> **DOCUMENT TEXT**:
^^^^

Congrats on the new tool and the freakin awesome deal too :thumbsup:


----------



## nhill2090 (Dec 11, 2010)

PrecisionFloors said:


> Careful you don't fool yourself into thinking you just bought a wonder tool. It sounds like it was a poorly installed job more than the shiny new tool :laughing:
> 
> I have Bosch demo hammer as well so I'm not picking on it, just a reminder that not all tile will pop like that. Don't make the mistake of bidding the next one like it will be easy cause now you have this awesome tool. Just a tip from someone who has seen that mistake made more than once
> 
> Congrats on the new tool and the freakin awesome deal too :thumbsup:


It was definetly not a completely quality job. It was installed over plywood. But I have also torn up a small amount on a slab and it was just as easy.

Thanks for looking out though


----------



## GreenTechSystem (Aug 26, 2011)

^^^^

[Records from a collection]
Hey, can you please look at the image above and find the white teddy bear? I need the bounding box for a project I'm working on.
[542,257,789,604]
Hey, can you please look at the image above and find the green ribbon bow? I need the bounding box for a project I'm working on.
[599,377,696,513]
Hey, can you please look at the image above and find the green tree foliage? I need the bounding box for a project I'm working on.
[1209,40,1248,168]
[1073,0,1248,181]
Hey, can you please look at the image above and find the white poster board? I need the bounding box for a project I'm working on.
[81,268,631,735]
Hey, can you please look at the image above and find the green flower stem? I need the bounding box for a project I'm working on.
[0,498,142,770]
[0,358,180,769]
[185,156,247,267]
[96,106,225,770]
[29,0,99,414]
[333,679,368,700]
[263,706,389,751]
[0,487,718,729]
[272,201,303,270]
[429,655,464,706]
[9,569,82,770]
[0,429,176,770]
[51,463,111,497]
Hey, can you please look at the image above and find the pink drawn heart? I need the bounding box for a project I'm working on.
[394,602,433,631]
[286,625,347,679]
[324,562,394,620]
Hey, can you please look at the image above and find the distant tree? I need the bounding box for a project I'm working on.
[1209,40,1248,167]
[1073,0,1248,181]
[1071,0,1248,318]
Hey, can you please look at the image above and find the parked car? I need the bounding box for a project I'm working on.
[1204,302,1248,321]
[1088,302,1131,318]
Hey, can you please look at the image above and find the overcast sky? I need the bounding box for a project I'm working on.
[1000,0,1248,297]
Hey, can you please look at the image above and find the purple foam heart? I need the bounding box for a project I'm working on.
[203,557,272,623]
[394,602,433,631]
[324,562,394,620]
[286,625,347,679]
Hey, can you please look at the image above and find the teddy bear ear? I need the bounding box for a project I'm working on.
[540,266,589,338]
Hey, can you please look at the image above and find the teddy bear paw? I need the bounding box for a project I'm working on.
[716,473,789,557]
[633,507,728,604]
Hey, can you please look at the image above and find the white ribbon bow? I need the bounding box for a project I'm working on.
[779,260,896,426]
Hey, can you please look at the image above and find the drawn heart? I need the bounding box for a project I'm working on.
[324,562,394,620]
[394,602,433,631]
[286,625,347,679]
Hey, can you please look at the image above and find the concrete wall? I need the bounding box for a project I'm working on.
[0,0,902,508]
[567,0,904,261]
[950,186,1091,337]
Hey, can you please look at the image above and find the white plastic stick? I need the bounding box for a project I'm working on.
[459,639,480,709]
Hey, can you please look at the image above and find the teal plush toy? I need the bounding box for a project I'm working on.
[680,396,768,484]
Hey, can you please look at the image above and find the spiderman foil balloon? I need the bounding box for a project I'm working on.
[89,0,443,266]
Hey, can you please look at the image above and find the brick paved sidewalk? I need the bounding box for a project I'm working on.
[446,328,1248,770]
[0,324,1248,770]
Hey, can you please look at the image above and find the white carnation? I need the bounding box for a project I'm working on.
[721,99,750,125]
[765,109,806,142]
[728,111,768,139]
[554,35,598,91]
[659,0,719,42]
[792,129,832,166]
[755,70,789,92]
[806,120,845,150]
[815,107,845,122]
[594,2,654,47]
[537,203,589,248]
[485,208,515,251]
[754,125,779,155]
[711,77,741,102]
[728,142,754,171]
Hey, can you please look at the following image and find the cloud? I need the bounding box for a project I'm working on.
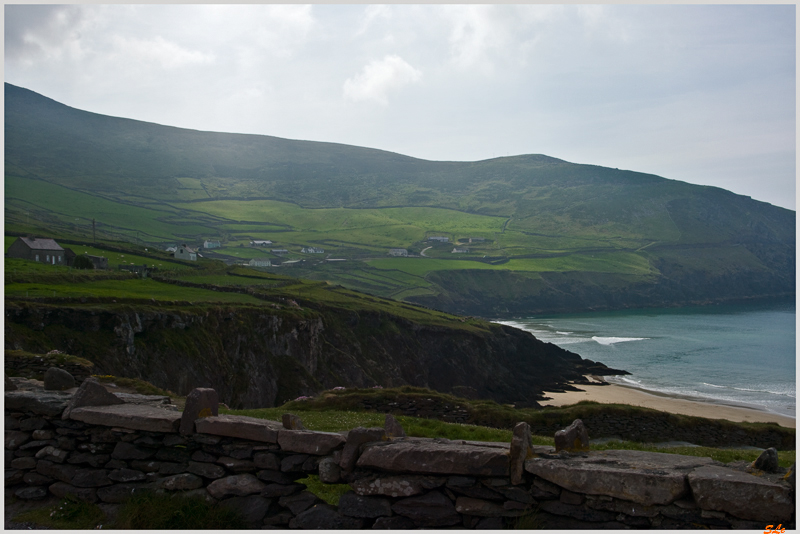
[4,5,84,61]
[343,55,422,105]
[115,36,214,69]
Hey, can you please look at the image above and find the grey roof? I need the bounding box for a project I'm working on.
[20,237,64,250]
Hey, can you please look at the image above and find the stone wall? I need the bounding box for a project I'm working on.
[5,379,795,530]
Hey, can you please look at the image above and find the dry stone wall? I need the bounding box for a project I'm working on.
[5,379,795,530]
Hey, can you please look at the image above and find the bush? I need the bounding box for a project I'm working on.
[114,492,246,530]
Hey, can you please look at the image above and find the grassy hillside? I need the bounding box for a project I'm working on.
[5,84,795,315]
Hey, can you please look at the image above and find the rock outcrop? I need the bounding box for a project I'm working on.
[5,301,625,408]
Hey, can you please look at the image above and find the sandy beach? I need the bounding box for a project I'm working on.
[540,378,796,434]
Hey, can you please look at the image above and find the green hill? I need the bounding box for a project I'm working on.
[5,84,795,316]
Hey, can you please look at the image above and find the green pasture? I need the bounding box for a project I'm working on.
[5,278,264,306]
[367,252,655,277]
[5,175,216,240]
[175,200,505,243]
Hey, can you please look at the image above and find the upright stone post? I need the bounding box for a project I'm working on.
[180,388,219,436]
[509,422,533,485]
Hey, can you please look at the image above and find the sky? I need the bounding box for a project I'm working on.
[4,4,796,209]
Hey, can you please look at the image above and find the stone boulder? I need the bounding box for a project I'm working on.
[350,475,447,497]
[61,378,125,419]
[555,419,589,452]
[281,413,306,430]
[753,447,780,473]
[339,426,386,472]
[383,413,406,438]
[289,503,364,530]
[43,367,75,391]
[5,389,72,417]
[206,473,266,499]
[509,422,533,484]
[3,373,17,391]
[392,490,461,527]
[339,491,392,519]
[356,438,509,477]
[194,415,283,443]
[525,450,713,506]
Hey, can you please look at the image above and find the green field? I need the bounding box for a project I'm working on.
[5,84,796,315]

^^^^

> **TASK SET**:
• A. Answer these questions from the forum thread about the demo hammer:
(i) What brand of demo hammer does PrecisionFloors say they also own?
(ii) What does nhill2090 say the tile was installed over?
(iii) On what date is nhill2090's post dated?
• B. List every username that appears in the forum thread about the demo hammer.
• C. Write the text that follows the last line of the forum thread about the demo hammer.

> **ANSWERS FOR THE EXERCISE**:
• A.
(i) Bosch
(ii) Plywood
(iii) Dec 11, 2010

• B.
nhill2090
PrecisionFloors
GreenTechSystem

• C.
Hey.. I saw your post.. I have a Hilti Makita and a bosch roto hammer... Ive used them all for years. I will tell you my favorite one is by far the hilti. It is well worth the money. its durable, and ive had it for 8 years and not to mention, the value for resale is very good. The next one I like is my 10 year old bosch, I can drill through telephone poles, cement, hardened steel and more with it. Cons of the Bosch, propritery bits are pricey. But its lasted me for a while now. Now Makita has 2 different models. The Professional, green and black one, and the consumer, white and black ones. I have the contractor grade one, and its good, I dont like it for certain jobs because I feel like the powers not there, but I like it because it takes pretty much any universal bit.

Spend the little extra cash and get the Hilti, its got power and durability. or save a bit and get the bosch, but make sure ur not buying the consumer grade crap from bosch, like their 49.99 sawsall from Homeboy Depot

The bosch you got is the one I got my coworker, its a good one.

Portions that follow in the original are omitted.